Extracted records:
+ + + + + + +

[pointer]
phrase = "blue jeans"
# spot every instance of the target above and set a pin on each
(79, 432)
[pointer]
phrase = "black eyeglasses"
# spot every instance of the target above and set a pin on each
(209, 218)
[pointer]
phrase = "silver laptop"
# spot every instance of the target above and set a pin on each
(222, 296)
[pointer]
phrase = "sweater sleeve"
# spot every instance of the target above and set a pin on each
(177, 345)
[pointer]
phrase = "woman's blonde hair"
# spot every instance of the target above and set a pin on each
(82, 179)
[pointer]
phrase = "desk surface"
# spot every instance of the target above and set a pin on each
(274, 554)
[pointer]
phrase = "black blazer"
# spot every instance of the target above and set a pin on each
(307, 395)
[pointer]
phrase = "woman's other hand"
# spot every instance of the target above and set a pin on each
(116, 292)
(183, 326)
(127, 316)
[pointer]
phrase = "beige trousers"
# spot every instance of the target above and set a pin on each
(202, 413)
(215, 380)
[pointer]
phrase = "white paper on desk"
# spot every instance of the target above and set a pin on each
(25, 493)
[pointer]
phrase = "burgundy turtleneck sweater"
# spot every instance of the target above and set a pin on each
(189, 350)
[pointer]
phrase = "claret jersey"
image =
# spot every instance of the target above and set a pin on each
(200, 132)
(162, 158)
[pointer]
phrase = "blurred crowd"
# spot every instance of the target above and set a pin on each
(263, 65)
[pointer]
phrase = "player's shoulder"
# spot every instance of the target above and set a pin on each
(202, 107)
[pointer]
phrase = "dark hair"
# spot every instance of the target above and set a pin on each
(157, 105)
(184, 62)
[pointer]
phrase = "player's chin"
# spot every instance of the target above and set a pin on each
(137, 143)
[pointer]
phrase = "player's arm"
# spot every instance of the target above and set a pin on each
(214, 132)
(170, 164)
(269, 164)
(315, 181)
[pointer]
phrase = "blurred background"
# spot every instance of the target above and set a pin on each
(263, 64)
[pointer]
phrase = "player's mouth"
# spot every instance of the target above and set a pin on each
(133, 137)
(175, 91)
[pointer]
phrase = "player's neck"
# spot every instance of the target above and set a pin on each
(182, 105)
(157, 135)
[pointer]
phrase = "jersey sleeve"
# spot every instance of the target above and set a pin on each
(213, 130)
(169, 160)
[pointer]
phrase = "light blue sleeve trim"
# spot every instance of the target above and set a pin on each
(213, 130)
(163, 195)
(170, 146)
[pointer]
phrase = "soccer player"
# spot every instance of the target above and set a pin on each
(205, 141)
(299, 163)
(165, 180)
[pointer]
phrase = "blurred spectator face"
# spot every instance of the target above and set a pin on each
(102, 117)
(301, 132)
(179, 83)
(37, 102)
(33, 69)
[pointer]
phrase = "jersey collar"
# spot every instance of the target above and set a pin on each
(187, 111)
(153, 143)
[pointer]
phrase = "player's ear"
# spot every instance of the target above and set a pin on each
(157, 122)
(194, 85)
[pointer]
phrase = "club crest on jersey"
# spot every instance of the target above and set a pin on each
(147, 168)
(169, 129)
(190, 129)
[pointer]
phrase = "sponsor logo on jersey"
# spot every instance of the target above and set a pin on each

+ + + + + + +

Work task: Reproduce every entry shown above, precisely as it stands.

Completed exercise:
[pointer]
phrase = "blue jeans"
# spot every instance of the target above and set a pin on each
(79, 432)
[pointer]
phrase = "black eyeglasses"
# spot every instance of the target above and set a pin on each
(209, 218)
[pointer]
phrase = "silver laptop"
# spot every instance of the target above and set a pin on each
(222, 296)
[pointer]
phrase = "sweater sleeve"
# spot every instance of the target above and set a pin on each
(177, 345)
[pointer]
phrase = "woman's blonde hair"
# spot every instance of the target above and set a pin on each
(82, 179)
[pointer]
phrase = "desk surface"
# spot every instance of the target above and set a pin on each
(274, 554)
[pointer]
phrase = "black blazer"
# spot every instance of the target above and set a pin on each
(307, 395)
[pointer]
phrase = "woman's other hand"
# spot every instance of the target above and set a pin on each
(116, 292)
(183, 326)
(127, 316)
[pointer]
phrase = "beige trousers"
# spot every instance of the target above and set a pin on each
(202, 413)
(215, 380)
[pointer]
phrase = "white paper on desk"
# spot every instance of the target above and set a pin on each
(25, 493)
[pointer]
phrase = "burgundy turtleneck sweater"
# spot every instance of the target above and set a pin on each
(189, 350)
[pointer]
phrase = "claret jersey"
image =
# spot every instance of the target above and set a pin on each
(200, 132)
(162, 158)
[pointer]
phrase = "blurred crowd"
# spot every instance of the target above and set a pin on each
(263, 65)
[pointer]
phrase = "player's shoulder"
# spot every instance of the target above and set a pin on each
(202, 107)
[pointer]
phrase = "dark hair"
# spot every instance of the target above and set a pin on each
(157, 105)
(184, 62)
[pointer]
phrase = "player's chin"
# spot every instance of the target above and set a pin on each
(137, 143)
[pointer]
phrase = "player's arm"
# spot every instance of the target above and set a pin on each
(214, 132)
(170, 164)
(269, 164)
(315, 181)
[pointer]
phrase = "blurred background"
# spot every instance of the target above and set a pin on each
(263, 64)
[pointer]
phrase = "player's mouth"
# spot every instance of the target above and set a pin on each
(133, 137)
(175, 91)
[pointer]
phrase = "player's neck"
# spot every instance of the target above and set a pin on each
(182, 105)
(157, 135)
[pointer]
phrase = "jersey sleeve"
# spot every instance of the target above and set a pin on each
(213, 130)
(169, 160)
[pointer]
phrase = "light blue sleeve trim"
# spot every instance of the target above and set a pin on each
(213, 130)
(163, 195)
(170, 146)
[pointer]
phrase = "soccer player"
# spot every instance of the target above and set a pin on each
(205, 141)
(299, 163)
(165, 180)
[pointer]
phrase = "blurred spectator face"
# spot every instance of the target above and set a pin on each
(102, 117)
(301, 132)
(179, 83)
(37, 102)
(33, 69)
[pointer]
phrase = "jersey collar"
# spot every instance of the target above and set a pin on each
(187, 111)
(153, 143)
[pointer]
phrase = "player's ear"
# spot every instance of the target above and set a pin on each
(157, 122)
(194, 85)
[pointer]
phrase = "club crest on jersey"
# spot every instance of the target above and set a pin on each
(147, 168)
(169, 129)
(190, 129)
[pointer]
phrase = "sponsor logo on jersey"
# spot every instance of the target above and set a pin on each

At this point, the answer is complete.